_Your objective_. Repeat every entry exactly. Leave nothing out.

_Records supplied_.
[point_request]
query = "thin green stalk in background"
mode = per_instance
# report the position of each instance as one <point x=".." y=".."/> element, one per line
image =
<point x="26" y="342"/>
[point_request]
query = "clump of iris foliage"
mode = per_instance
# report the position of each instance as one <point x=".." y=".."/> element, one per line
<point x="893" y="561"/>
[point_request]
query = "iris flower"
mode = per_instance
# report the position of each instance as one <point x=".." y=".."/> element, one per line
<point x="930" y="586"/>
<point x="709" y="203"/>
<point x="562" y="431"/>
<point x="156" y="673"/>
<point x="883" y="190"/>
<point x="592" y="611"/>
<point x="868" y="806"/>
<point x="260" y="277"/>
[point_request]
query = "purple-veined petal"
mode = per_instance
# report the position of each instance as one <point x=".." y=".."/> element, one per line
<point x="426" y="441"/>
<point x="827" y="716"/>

_Answer for the task_.
[point_request]
query = "thin green stalk in background"
mode = per_instance
# report the position of each instance as one <point x=".." y=".."/> element, one per line
image =
<point x="26" y="342"/>
[point_request]
query = "clump of iris foliage"
mode = per_instance
# report the position of each instance as one <point x=".." y=".."/> element, one per line
<point x="893" y="561"/>
[point_request]
query = "iris flower"
mode = per_instance
# report the position of each instance as one <point x=".." y=".."/> element, one per line
<point x="930" y="586"/>
<point x="709" y="203"/>
<point x="562" y="431"/>
<point x="156" y="673"/>
<point x="883" y="190"/>
<point x="592" y="611"/>
<point x="868" y="806"/>
<point x="260" y="277"/>
[point_request]
query = "purple-veined petal"
mode = per_instance
# report the position of each instance as one <point x=".." y=".."/> element, one per line
<point x="426" y="441"/>
<point x="827" y="716"/>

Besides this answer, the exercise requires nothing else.